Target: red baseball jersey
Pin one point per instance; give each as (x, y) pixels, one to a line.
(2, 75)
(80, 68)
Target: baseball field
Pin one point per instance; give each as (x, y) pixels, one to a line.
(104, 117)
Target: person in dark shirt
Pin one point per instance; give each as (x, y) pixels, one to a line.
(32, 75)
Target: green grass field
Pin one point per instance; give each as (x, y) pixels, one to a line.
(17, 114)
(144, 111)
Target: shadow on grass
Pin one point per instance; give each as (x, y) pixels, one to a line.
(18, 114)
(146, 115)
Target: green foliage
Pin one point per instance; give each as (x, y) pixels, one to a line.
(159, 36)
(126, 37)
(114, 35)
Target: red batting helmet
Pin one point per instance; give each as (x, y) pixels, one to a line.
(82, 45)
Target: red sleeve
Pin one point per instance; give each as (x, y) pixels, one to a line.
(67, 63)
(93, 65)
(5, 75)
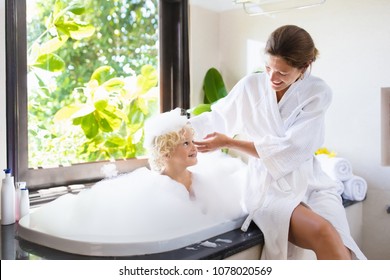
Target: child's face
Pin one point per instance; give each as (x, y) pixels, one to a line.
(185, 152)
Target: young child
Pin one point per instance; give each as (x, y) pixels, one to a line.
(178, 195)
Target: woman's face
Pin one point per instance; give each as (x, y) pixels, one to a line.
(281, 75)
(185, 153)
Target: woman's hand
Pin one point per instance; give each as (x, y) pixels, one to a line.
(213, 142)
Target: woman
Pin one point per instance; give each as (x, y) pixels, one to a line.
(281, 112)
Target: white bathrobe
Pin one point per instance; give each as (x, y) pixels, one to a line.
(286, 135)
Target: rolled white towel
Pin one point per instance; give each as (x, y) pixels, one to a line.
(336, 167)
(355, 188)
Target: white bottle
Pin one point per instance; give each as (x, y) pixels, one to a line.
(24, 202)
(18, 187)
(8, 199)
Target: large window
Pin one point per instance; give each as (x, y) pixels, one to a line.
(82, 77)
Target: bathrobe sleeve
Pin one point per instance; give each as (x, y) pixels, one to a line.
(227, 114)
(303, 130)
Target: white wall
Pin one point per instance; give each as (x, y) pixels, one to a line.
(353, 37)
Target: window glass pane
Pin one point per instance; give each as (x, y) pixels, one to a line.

--

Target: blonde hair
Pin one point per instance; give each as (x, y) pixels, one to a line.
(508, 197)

Exercise prompt: Pull out every line in the records above that contains the string "face". Copy each one in full.

Problem solution:
Target: child's face
Target: woman's face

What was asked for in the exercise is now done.